*Texte fourni*

Europe 1 : Renault et Peugeot sont en difficulté. Ils vous demandaient de financer sur six ans les départs en préretraite de 40 000 salariés de plus de 51 ans pour recruter des jeunes et ainsi faire face à la concurrence mondiale. L’État a dit « non ». C’est si cher que ça ?

J. Arthuis : Oui, parce que l’État, c’est le contribuable ; et le contribuable n’a pas pour vocation de venir, constamment, en aide aux entreprises qui ont à régler leurs difficultés de fonctionnement.

Europe 1 : Ce qui est le cas jusqu’à présent. Et ça aurait coûté combien ?

J. Arthuis : Des sommes considérables, plusieurs milliards. L’État n’a pas cette capacité. Moi, je veux être le défenseur des contribuables français.

Europe 1 : On progresse donc, pour ce qui concerne l’automobile, vers une crise de l’industrie automobile. Est-ce que ça veut dire que Renault et Peugeot, qui commencent déjà à le faire, devraient revoir à la baisse leurs effectifs ?

J. Arthuis : Ils vont être confrontés à la nécessité de se restructurer pour être compétitifs dans une économie qui se mondialise.

Europe 1 : Se restructurer, ça veut dire baisser les effectifs ?

J. Arthuis : Dans certains cas malheureusement, mais ça n’est pas forcément la seule solution. Il y a des situations où il faut retrouver des lignes de production industrielle, aller systématiquement vers le FNE et vers la suppression d’emplois n’est pas la fatalité.

Europe 1 : Et quand Renault et Peugeot ont demandé leur plan, vous m’avez dit que ça coûtait plusieurs dizaines de milliards ?

J. Arthuis : Ça coûte plusieurs milliards.

Europe 1 : Dizaines de milliards ou milliards ?

J. Arthuis : Non, pas dizaines de milliards.

Europe 1 : Plusieurs milliards. Voici donc l’heure des comptes, l’heure de la réalité. L’État va offrir au GAN 20 milliards pour l’exercice 1996. J’ai envie de dire que ce n’est pas mal. Il y a 37 000 salariés au sein du GAN. Le GAN aura perdu combien, en cinq ans ?

J. Arthuis : 35 milliards. 35 milliards pour l’immobilier et pour des aventures de conquête de marchés sur des bases complètement extravagantes. 35 milliards qu’on aura constatés entre 1993 et 1997, alors même que la bombe était armée à la fin de l’année 1992. Car, on s’était aventuré dans une spéculation immobilière ; les risques, l’ampleur des engagements était passé de 15 à 50 milliards.

Europe 1 : Mais 1993 et 1997, c’est quand même la droite qui était au pouvoir.

*Objectif visé*
Répondez à ces questions d'après le texte fourni :
1. Combien de salariés de plus de 51 ans étaient concernés par les départs en préretraite demandés par Renault et Peugeot ?
2. Quelle somme l'État va-t-il offrir au GAN pour l'exercice 1996 ?
3. De quel montant à quel montant l'ampleur des engagements est-elle passée ?

*Enregistrements fournis*

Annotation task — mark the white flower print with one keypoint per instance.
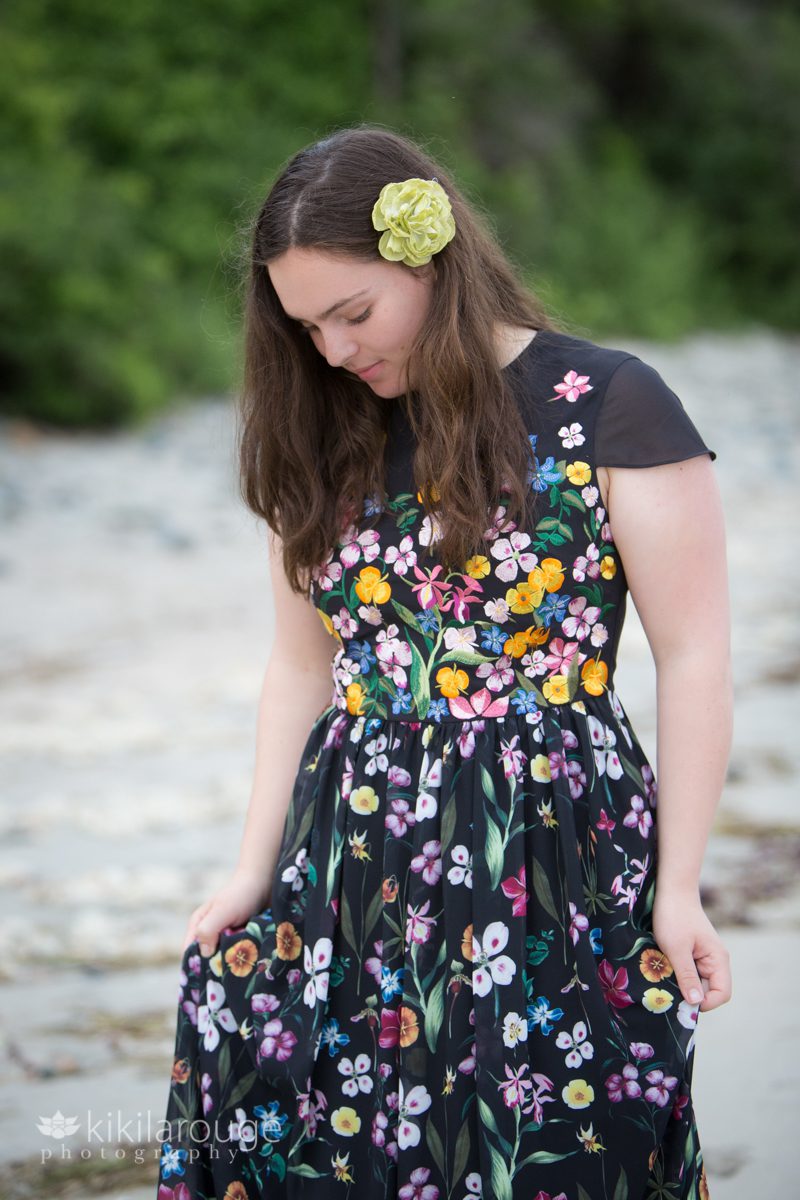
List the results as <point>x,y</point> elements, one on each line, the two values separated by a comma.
<point>462,873</point>
<point>317,965</point>
<point>212,1014</point>
<point>411,1105</point>
<point>603,742</point>
<point>358,1078</point>
<point>513,557</point>
<point>515,1029</point>
<point>488,965</point>
<point>402,557</point>
<point>576,1043</point>
<point>394,654</point>
<point>571,436</point>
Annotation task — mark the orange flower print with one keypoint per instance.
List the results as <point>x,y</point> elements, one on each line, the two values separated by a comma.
<point>452,681</point>
<point>655,965</point>
<point>594,675</point>
<point>241,958</point>
<point>181,1071</point>
<point>288,941</point>
<point>372,586</point>
<point>552,573</point>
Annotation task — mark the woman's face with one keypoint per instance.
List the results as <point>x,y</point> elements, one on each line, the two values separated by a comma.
<point>361,316</point>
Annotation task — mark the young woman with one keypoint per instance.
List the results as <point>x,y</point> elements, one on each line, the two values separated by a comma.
<point>462,953</point>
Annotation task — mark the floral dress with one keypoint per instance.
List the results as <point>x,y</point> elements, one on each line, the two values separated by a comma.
<point>455,991</point>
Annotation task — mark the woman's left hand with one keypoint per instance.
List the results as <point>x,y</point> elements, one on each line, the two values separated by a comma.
<point>697,953</point>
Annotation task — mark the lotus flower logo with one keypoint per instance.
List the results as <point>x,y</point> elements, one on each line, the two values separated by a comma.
<point>58,1126</point>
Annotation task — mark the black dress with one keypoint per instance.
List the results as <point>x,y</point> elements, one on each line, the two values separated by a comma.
<point>456,991</point>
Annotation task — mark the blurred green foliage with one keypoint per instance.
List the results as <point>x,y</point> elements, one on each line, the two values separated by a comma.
<point>639,163</point>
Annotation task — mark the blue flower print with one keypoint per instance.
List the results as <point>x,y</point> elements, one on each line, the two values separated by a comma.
<point>540,1013</point>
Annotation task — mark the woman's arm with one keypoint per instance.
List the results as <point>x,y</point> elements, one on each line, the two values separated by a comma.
<point>668,527</point>
<point>296,688</point>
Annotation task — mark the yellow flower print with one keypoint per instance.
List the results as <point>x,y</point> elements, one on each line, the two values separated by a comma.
<point>342,1169</point>
<point>594,675</point>
<point>578,1093</point>
<point>578,473</point>
<point>452,681</point>
<point>655,965</point>
<point>354,694</point>
<point>555,690</point>
<point>552,570</point>
<point>241,958</point>
<point>364,801</point>
<point>656,1000</point>
<point>360,846</point>
<point>477,567</point>
<point>288,942</point>
<point>540,768</point>
<point>372,586</point>
<point>523,598</point>
<point>346,1121</point>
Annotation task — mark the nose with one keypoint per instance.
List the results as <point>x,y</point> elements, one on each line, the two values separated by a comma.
<point>338,347</point>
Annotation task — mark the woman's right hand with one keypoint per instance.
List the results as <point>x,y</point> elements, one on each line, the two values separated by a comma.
<point>232,906</point>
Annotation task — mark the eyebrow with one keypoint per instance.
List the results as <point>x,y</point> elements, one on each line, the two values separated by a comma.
<point>340,304</point>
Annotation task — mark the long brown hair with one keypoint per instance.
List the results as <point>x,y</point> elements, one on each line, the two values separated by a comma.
<point>310,437</point>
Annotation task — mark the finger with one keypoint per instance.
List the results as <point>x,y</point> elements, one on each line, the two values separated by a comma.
<point>687,978</point>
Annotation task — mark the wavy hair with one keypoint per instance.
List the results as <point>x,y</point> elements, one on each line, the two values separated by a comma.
<point>311,438</point>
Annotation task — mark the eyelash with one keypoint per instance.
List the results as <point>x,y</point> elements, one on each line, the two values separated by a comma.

*Réponse rédigée*
1. 40 000 salariés.
2. 20 milliards.
3. De 15 à 50 milliards.